WORK TASK >>
From the listing below, pull out the lines that hold "face".

• • •

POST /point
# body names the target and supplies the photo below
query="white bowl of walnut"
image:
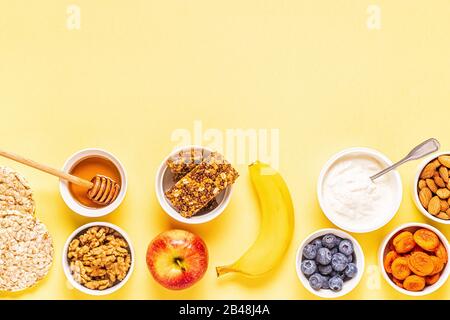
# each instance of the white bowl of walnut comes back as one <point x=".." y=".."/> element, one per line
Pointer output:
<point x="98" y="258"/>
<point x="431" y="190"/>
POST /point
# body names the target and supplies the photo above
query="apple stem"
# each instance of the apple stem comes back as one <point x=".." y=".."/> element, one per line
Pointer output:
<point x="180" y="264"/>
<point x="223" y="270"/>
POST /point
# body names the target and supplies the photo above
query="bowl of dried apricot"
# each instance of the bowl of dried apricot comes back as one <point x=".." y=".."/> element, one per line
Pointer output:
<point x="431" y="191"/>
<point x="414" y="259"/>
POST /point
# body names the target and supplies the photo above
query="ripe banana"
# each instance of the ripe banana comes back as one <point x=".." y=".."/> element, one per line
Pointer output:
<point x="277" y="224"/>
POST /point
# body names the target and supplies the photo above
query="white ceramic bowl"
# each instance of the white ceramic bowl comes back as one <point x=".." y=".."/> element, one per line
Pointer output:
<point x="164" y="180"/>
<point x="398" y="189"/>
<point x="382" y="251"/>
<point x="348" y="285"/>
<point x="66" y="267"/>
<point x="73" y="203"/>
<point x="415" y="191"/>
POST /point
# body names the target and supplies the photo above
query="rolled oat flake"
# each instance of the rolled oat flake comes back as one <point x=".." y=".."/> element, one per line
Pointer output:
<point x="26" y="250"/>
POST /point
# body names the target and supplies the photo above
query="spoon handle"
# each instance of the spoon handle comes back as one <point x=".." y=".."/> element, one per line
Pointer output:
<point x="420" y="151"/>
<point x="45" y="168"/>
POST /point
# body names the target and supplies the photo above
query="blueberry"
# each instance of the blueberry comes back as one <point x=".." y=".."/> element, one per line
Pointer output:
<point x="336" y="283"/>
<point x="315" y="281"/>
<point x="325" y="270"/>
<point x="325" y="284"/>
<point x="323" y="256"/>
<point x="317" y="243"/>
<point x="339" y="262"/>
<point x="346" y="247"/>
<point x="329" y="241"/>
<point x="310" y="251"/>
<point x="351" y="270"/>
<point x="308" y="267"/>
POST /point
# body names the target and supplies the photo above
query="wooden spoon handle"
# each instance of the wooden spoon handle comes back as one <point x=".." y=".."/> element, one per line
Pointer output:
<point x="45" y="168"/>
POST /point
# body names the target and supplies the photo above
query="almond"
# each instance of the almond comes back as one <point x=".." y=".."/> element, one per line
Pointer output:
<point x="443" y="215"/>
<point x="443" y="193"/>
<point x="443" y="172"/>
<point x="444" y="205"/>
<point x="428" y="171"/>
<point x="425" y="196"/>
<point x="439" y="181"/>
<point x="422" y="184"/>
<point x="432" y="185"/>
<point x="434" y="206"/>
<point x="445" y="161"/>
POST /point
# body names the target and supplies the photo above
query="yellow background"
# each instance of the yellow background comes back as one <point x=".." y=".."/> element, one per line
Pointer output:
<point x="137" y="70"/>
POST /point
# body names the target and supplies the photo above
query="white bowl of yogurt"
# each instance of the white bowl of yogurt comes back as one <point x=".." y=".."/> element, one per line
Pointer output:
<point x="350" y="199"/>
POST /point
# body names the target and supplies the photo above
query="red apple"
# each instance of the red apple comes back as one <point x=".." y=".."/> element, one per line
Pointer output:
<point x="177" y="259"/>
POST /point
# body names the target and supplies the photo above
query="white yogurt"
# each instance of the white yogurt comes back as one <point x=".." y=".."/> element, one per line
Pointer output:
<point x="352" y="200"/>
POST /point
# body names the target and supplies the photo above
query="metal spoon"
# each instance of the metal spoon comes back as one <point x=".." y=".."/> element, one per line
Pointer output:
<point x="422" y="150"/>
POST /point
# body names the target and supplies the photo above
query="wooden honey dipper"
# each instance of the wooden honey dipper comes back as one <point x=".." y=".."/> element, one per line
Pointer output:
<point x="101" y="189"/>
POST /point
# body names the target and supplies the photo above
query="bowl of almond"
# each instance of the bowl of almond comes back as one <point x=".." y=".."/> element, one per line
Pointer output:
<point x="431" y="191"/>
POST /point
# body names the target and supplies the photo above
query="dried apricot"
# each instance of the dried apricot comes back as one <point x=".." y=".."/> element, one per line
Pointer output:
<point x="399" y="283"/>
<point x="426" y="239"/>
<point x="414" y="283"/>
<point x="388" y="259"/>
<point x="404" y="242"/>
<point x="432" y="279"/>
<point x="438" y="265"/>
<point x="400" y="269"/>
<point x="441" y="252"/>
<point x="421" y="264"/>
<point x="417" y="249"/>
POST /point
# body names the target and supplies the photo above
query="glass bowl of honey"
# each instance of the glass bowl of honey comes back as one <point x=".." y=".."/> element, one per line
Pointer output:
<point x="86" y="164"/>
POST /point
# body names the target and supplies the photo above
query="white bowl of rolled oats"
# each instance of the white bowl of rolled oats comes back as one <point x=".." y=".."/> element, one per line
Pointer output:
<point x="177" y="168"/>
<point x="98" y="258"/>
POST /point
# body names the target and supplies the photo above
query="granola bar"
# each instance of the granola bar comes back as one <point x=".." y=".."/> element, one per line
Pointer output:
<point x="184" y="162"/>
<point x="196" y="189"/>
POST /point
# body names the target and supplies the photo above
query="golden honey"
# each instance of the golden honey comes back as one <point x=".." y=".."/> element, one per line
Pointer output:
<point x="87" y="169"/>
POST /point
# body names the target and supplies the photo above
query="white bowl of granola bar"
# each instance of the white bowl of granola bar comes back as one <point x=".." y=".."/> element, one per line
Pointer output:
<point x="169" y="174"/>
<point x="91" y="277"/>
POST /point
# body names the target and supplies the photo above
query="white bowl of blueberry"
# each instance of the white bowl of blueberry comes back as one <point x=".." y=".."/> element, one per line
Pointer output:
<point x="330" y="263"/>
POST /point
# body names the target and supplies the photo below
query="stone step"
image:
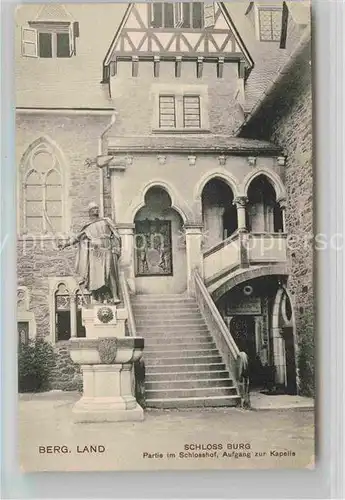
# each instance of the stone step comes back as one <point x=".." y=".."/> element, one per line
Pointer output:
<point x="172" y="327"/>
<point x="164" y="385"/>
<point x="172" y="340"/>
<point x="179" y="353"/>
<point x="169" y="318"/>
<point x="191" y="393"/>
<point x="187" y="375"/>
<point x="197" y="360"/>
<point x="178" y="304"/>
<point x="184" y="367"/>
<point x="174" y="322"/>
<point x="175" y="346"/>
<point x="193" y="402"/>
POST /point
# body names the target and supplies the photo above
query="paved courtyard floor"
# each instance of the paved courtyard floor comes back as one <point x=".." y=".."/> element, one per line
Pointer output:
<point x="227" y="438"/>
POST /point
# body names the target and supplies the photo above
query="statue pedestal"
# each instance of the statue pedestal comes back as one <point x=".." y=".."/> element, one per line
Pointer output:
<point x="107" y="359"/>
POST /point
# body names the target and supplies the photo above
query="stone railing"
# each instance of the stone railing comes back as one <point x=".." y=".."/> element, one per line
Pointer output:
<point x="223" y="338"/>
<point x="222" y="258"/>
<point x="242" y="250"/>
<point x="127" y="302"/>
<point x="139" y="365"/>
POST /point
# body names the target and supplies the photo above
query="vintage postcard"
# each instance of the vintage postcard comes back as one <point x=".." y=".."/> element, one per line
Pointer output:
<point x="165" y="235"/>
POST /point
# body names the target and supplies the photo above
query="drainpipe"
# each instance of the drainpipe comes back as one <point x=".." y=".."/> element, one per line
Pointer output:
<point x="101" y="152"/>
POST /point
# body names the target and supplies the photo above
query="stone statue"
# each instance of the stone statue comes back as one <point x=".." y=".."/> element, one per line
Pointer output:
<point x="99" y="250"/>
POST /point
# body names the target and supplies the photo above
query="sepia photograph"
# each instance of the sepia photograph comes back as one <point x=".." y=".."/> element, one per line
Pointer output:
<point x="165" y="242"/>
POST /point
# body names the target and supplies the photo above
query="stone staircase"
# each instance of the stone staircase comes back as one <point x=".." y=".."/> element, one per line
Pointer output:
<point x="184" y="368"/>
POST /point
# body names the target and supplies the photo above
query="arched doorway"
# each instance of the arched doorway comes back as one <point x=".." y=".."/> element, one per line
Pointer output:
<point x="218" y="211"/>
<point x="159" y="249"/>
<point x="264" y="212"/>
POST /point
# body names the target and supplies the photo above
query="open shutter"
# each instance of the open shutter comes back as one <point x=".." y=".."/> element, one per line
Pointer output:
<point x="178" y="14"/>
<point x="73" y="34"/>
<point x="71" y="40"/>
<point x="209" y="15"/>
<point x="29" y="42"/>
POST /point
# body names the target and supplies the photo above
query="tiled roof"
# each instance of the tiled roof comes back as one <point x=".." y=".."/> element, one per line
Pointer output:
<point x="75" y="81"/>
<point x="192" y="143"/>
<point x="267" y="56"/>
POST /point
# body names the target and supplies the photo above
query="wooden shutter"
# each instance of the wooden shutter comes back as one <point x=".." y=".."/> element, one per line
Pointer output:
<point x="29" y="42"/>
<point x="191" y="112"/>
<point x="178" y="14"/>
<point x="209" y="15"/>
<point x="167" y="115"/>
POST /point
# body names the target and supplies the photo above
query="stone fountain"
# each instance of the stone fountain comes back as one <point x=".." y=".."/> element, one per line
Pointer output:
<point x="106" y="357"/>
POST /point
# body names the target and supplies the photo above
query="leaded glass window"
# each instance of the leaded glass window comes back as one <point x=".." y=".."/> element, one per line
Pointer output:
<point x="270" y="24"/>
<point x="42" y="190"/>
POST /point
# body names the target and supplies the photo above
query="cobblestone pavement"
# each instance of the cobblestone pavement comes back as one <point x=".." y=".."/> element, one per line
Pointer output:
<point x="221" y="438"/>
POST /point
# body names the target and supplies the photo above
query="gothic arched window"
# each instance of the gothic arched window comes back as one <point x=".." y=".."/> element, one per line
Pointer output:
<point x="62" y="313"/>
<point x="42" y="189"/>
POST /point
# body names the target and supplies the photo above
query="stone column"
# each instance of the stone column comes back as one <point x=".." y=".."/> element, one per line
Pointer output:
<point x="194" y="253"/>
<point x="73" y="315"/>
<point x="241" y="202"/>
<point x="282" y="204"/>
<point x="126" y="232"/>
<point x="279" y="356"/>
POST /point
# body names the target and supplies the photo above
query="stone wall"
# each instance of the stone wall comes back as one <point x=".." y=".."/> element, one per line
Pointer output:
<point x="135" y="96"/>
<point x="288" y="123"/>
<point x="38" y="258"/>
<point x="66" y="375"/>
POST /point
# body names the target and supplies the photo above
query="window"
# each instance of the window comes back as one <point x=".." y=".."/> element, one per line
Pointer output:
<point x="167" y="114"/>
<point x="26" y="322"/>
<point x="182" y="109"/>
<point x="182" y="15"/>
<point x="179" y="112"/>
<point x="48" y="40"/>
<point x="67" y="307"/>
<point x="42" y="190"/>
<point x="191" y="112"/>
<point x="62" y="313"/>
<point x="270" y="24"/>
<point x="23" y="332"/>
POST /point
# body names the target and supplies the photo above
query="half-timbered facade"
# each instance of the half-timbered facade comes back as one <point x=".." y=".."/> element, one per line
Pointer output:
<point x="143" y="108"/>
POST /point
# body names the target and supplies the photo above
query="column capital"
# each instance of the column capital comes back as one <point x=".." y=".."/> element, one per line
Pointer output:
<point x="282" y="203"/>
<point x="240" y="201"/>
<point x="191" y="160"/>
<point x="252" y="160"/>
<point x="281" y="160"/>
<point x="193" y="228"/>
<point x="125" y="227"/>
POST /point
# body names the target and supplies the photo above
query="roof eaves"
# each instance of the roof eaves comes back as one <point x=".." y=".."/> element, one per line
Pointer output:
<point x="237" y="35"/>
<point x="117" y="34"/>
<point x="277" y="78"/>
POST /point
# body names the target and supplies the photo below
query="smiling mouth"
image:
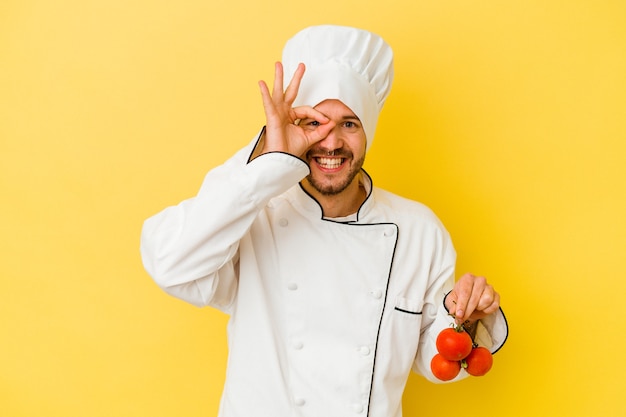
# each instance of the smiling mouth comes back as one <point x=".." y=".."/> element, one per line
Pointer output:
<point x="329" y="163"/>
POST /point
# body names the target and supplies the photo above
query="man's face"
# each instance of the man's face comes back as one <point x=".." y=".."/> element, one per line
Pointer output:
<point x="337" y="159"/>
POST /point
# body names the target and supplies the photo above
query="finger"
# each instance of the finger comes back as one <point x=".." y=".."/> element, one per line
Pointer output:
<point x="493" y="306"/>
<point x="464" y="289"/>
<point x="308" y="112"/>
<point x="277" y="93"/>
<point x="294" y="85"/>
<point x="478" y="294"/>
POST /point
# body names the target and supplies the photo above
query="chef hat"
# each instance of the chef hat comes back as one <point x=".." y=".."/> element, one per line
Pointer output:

• • •

RESULT OF THIS EXERCISE >>
query="man's face"
# each instance of the man's face comes back as one <point x=".." y=".."/> element, one per line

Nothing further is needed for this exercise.